*Exercise set:*
A. Rewrite the passage on human capital analytics starting at "5. There is" and ending at "comfortable with data.", putting "shortage" in place of "scarcity".
B. Extend the passage on human capital analytics by writing what comes after its final sentence.

*Text block:*
○ ○ ○ ○ ○

4. HR professionals trained in compensation, industrial/organizational (I-O) psychology or other quantitative fields have a competitive advantage in human capital analytics. When discussing a statistical model involving logistic regression that analyzed gender bias in equity grants, a participant asked where one could find the required “technical” talent.  There are plenty of people trained in statistics, but few of them have the background necessary for the happy coincidence of technical expertise and experiential insight.  We have discussed in a previous post how compensation professionals have a competitive advantage in practicing human capital analytics. Another participant and independent consultant, Bonnie Pollack, suggested we not forget those HR professionals trained in industrial/organizational psychology (I-O psychology), many of whom have the requisite statistical and research methodology training. You can learn more about these professionals through the Society for Industrial and Organizational Psychology.

5. There is a scarcity of good training opportunities. While there are many conferences on human capital analytics, there is a gap when it comes to training in human capital analytics. One of the reasons is that you just can’t get away from having to do some statistics, which is not an attractive proposition on the demand and supply sides of the equation. The other is that much of the human capital analytical work done within companies is very targeted and does not lend itself to generalization. One cannot ignore that companies have a competitive interest in not divulging analytical experiences and methodologies.  Some training material has emerged, but it is typically focused on HR metrics or getting comfortable with data.

6. There is a need for an in-depth handbook of human capital analytics. I reviewed the extant HR Analytics Handbook in a previous post. As I said in the review, it is a timely publication that provides a quick and concise summary of the current state of affairs. However, it does not go into enough detail. What’s needed is a “how-to” guide that describes the actual models and how to build them from scratch. It’s delightful to read about all the great results companies have achieved through human capital analytics, but how about the details on what exactly they did?

○ ○ ○ ○ ○

*Raw records:*
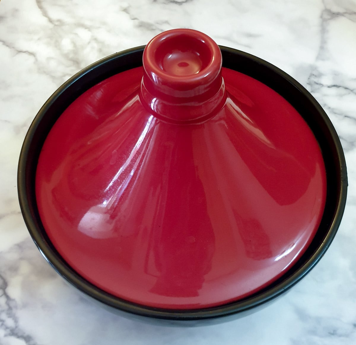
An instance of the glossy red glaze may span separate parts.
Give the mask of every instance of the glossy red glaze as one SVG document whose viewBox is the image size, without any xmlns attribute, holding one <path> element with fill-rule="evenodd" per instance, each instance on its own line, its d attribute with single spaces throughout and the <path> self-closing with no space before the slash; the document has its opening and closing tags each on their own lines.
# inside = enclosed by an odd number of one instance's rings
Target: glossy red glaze
<svg viewBox="0 0 356 345">
<path fill-rule="evenodd" d="M 169 74 L 177 59 L 160 56 Z M 53 126 L 36 173 L 44 228 L 74 269 L 128 300 L 196 309 L 250 295 L 318 228 L 318 143 L 289 103 L 241 73 L 222 69 L 222 103 L 209 116 L 177 117 L 143 104 L 143 73 L 95 85 Z"/>
</svg>

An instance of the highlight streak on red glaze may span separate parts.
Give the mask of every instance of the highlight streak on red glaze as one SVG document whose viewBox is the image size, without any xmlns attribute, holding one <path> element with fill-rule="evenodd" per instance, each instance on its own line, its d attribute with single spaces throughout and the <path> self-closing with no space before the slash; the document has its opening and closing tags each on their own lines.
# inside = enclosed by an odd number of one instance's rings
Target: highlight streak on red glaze
<svg viewBox="0 0 356 345">
<path fill-rule="evenodd" d="M 225 68 L 215 116 L 163 121 L 141 104 L 143 73 L 92 88 L 55 124 L 36 174 L 44 228 L 74 269 L 125 299 L 184 309 L 248 296 L 288 270 L 317 229 L 318 143 L 283 98 Z"/>
</svg>

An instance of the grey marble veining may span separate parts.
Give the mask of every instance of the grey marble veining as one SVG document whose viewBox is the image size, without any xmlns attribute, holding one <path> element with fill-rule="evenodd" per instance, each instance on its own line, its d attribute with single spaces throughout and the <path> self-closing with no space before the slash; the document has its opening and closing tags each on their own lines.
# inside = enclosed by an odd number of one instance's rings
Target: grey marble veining
<svg viewBox="0 0 356 345">
<path fill-rule="evenodd" d="M 152 326 L 83 298 L 41 256 L 17 201 L 20 150 L 47 99 L 81 69 L 176 27 L 276 65 L 325 109 L 349 188 L 326 254 L 290 291 L 244 318 Z M 0 345 L 356 344 L 356 1 L 2 0 L 0 2 Z"/>
</svg>

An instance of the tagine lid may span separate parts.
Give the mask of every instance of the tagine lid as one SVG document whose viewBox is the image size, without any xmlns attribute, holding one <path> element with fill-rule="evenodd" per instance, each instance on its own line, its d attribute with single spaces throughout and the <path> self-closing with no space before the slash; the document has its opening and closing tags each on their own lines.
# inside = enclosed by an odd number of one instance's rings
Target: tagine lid
<svg viewBox="0 0 356 345">
<path fill-rule="evenodd" d="M 326 195 L 313 133 L 223 62 L 202 33 L 163 32 L 143 67 L 84 92 L 48 134 L 41 219 L 100 289 L 153 308 L 225 304 L 281 277 L 313 239 Z"/>
</svg>

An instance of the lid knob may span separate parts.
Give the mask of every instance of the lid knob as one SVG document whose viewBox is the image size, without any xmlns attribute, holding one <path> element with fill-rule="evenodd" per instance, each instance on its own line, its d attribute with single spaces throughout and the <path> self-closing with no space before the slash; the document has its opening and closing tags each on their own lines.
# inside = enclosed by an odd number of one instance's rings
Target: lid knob
<svg viewBox="0 0 356 345">
<path fill-rule="evenodd" d="M 218 46 L 189 29 L 162 32 L 143 52 L 142 103 L 158 117 L 197 122 L 222 105 L 224 87 Z"/>
</svg>

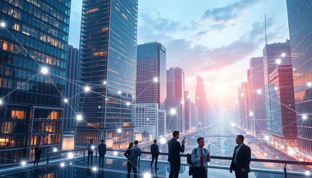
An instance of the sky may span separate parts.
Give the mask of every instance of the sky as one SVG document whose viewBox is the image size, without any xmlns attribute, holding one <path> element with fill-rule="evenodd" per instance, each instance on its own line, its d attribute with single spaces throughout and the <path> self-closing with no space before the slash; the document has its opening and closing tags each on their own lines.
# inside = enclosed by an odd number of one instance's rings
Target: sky
<svg viewBox="0 0 312 178">
<path fill-rule="evenodd" d="M 69 44 L 77 48 L 82 5 L 72 0 Z M 198 74 L 210 105 L 232 110 L 249 60 L 263 55 L 265 14 L 268 44 L 289 38 L 285 0 L 139 0 L 137 43 L 166 47 L 167 69 L 183 69 L 192 101 Z"/>
</svg>

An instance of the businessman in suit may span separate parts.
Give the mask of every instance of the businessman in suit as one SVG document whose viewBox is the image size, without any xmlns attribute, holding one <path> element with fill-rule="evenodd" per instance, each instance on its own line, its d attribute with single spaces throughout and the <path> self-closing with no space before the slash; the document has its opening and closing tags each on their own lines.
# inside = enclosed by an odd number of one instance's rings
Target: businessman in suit
<svg viewBox="0 0 312 178">
<path fill-rule="evenodd" d="M 104 166 L 104 157 L 106 154 L 106 144 L 104 143 L 104 140 L 101 140 L 101 143 L 98 145 L 99 148 L 99 164 L 101 166 L 101 160 L 102 160 L 102 166 Z"/>
<path fill-rule="evenodd" d="M 141 148 L 138 147 L 139 141 L 135 140 L 134 142 L 134 146 L 131 149 L 131 154 L 130 156 L 128 157 L 128 161 L 131 163 L 130 166 L 128 167 L 128 172 L 127 178 L 130 178 L 130 174 L 129 174 L 131 172 L 131 168 L 132 167 L 133 171 L 133 175 L 134 178 L 138 177 L 138 171 L 137 171 L 137 167 L 138 165 L 138 157 L 141 156 Z"/>
<path fill-rule="evenodd" d="M 182 141 L 182 146 L 178 139 L 180 138 L 178 131 L 175 131 L 173 133 L 173 137 L 168 141 L 168 162 L 170 163 L 170 173 L 169 178 L 178 178 L 181 166 L 181 157 L 180 152 L 184 152 L 184 144 L 185 141 Z"/>
<path fill-rule="evenodd" d="M 235 171 L 236 178 L 248 178 L 250 172 L 249 164 L 251 159 L 251 151 L 249 147 L 244 144 L 244 136 L 239 135 L 236 137 L 236 144 L 230 167 L 230 172 Z"/>
<path fill-rule="evenodd" d="M 157 161 L 158 160 L 158 156 L 159 156 L 159 148 L 156 143 L 157 140 L 154 140 L 154 143 L 151 145 L 151 152 L 152 152 L 152 161 L 151 161 L 151 169 L 153 168 L 153 163 L 154 160 L 155 160 L 155 169 L 158 169 L 158 168 L 157 166 Z"/>
</svg>

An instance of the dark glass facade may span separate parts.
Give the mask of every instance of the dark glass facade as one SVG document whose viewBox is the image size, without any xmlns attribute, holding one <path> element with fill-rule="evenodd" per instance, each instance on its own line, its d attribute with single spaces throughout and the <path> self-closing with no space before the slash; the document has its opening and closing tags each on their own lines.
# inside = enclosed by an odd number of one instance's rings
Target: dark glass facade
<svg viewBox="0 0 312 178">
<path fill-rule="evenodd" d="M 0 1 L 0 164 L 32 160 L 39 143 L 41 158 L 60 150 L 70 6 Z"/>
<path fill-rule="evenodd" d="M 158 103 L 160 109 L 165 109 L 166 52 L 164 47 L 157 42 L 138 45 L 136 103 Z"/>
<path fill-rule="evenodd" d="M 312 82 L 312 1 L 286 1 L 299 148 L 311 154 L 312 87 L 307 84 Z M 308 119 L 303 121 L 301 114 Z"/>
<path fill-rule="evenodd" d="M 135 0 L 83 1 L 76 105 L 83 120 L 77 145 L 108 137 L 115 148 L 133 141 L 137 6 Z"/>
</svg>

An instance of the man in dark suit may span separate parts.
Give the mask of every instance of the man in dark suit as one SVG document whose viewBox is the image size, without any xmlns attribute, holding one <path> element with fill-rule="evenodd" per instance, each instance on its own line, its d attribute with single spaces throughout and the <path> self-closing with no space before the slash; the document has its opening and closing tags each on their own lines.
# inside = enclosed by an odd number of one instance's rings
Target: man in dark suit
<svg viewBox="0 0 312 178">
<path fill-rule="evenodd" d="M 157 161 L 158 160 L 158 156 L 159 156 L 159 148 L 156 143 L 157 140 L 154 140 L 154 143 L 151 145 L 151 152 L 152 152 L 152 161 L 151 161 L 151 169 L 153 168 L 153 163 L 154 160 L 155 160 L 155 169 L 158 169 L 157 166 Z"/>
<path fill-rule="evenodd" d="M 106 153 L 106 144 L 104 143 L 104 140 L 101 140 L 101 143 L 98 145 L 99 148 L 99 164 L 101 166 L 101 160 L 102 159 L 102 166 L 104 166 L 104 157 Z"/>
<path fill-rule="evenodd" d="M 36 166 L 38 166 L 38 163 L 40 161 L 40 157 L 41 157 L 41 155 L 42 154 L 41 147 L 40 147 L 41 145 L 41 144 L 38 143 L 37 144 L 37 147 L 35 148 L 35 162 L 34 162 L 34 166 L 35 166 L 35 164 L 36 165 Z"/>
<path fill-rule="evenodd" d="M 244 144 L 244 136 L 239 135 L 236 137 L 236 144 L 233 153 L 230 172 L 235 171 L 236 178 L 248 178 L 250 172 L 249 164 L 251 159 L 251 151 L 249 147 Z"/>
<path fill-rule="evenodd" d="M 178 139 L 180 138 L 178 131 L 175 131 L 173 133 L 173 137 L 168 141 L 168 162 L 170 163 L 170 173 L 169 178 L 178 178 L 181 166 L 181 157 L 180 152 L 184 152 L 184 144 L 185 141 L 183 139 L 182 146 Z"/>
</svg>

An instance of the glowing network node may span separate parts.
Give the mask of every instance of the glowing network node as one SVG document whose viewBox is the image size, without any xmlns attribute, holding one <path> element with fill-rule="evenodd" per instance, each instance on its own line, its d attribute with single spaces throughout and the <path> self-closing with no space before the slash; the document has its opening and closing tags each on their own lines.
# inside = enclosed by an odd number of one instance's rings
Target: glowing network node
<svg viewBox="0 0 312 178">
<path fill-rule="evenodd" d="M 144 178 L 151 178 L 151 175 L 149 173 L 145 173 L 144 174 Z"/>
<path fill-rule="evenodd" d="M 276 63 L 277 64 L 280 64 L 281 62 L 282 61 L 280 59 L 277 59 L 275 61 L 275 63 Z"/>
<path fill-rule="evenodd" d="M 166 138 L 164 137 L 162 137 L 160 138 L 160 143 L 162 144 L 164 144 L 166 143 L 166 142 L 167 141 L 166 140 Z"/>
<path fill-rule="evenodd" d="M 70 152 L 67 154 L 67 157 L 71 159 L 74 157 L 74 154 L 71 152 Z"/>
<path fill-rule="evenodd" d="M 46 74 L 48 73 L 48 69 L 46 67 L 42 67 L 41 68 L 41 72 L 44 74 Z"/>
<path fill-rule="evenodd" d="M 82 119 L 82 116 L 81 116 L 81 115 L 78 115 L 77 116 L 77 120 L 78 121 L 80 121 L 80 120 Z"/>
<path fill-rule="evenodd" d="M 171 114 L 173 115 L 173 114 L 175 114 L 176 113 L 176 110 L 174 109 L 171 109 L 171 110 L 170 110 L 170 113 Z"/>
</svg>

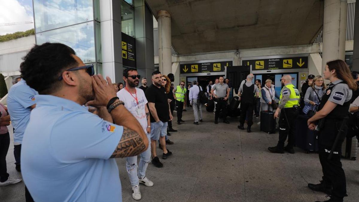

○ ○ ○ ○ ○

*Responses:*
A.
5. There is a shortage of good training opportunities. While there are many conferences on human capital analytics, there is a gap when it comes to training in human capital analytics. One of the reasons is that you just can’t get away from having to do some statistics, which is not an attractive proposition on the demand and supply sides of the equation. The other is that much of the human capital analytical work done within companies is very targeted and does not lend itself to generalization. One cannot ignore that companies have a competitive interest in not divulging analytical experiences and methodologies.  Some training material has emerged, but it is typically focused on HR metrics or getting comfortable with data.

B.
7. Workforce planning is not a new concept; it has just been re-invented to fit the new world of “talent management. While doing some research recently, I pulled out an old book from the 1990’s (with an ancient Amazon receipt in it!) published by the HR Planning Society (now known as HR People & Strategy). It covered workforce planning in great detail, presenting many alternative mathematical approaches, some of which had been used for decades. It was all there – Leontief input-output analysis from the early 1900’s, Markov analysis from the mid-1900’s, etc. For some reason the mathematical approach to workforce planning went into hibernation for a couple of decades as HR’s focus shifted to talent management.

What is Nelson Touch Consulting doing in response to the above?

We have already developed a human capital analytics curriculum that has been tested with HR practitioners. It is targeted at HR professionals requires no background in statistics (though the curriculum does not shy away from it). The course is ideally delivered over 2 days at an in-person seminar format session.

We will be delivering a 3 hour pre-conference workshop on Strategy, Planning and Analytics at The Talent Management Academy’s Workforce Planning conference in Boston June 13-16, 2011. The course introduces each of the three elements, explains how they inter-relate and provides concrete examples of how to go about achieving your HR strategy through planning and analytics.

I have received positive feedback from publishers on an outline for a book that will introduce human capital analytics to HR professionals. The working title is “Getting Started with Human Capital Analytics – A Guide for Human Resources Professionals.” The intent is to cover the entire employee life-cycle through human capital analytic models – e.g., staffing, development, rewards, turnover, etc. Readers will be gently introduced to the required math and provided model templates to populate with their own company data. Publication is expected in 2012.

Stay tuned to this blog and our Twitter account, @TheNelsonTouch for updates.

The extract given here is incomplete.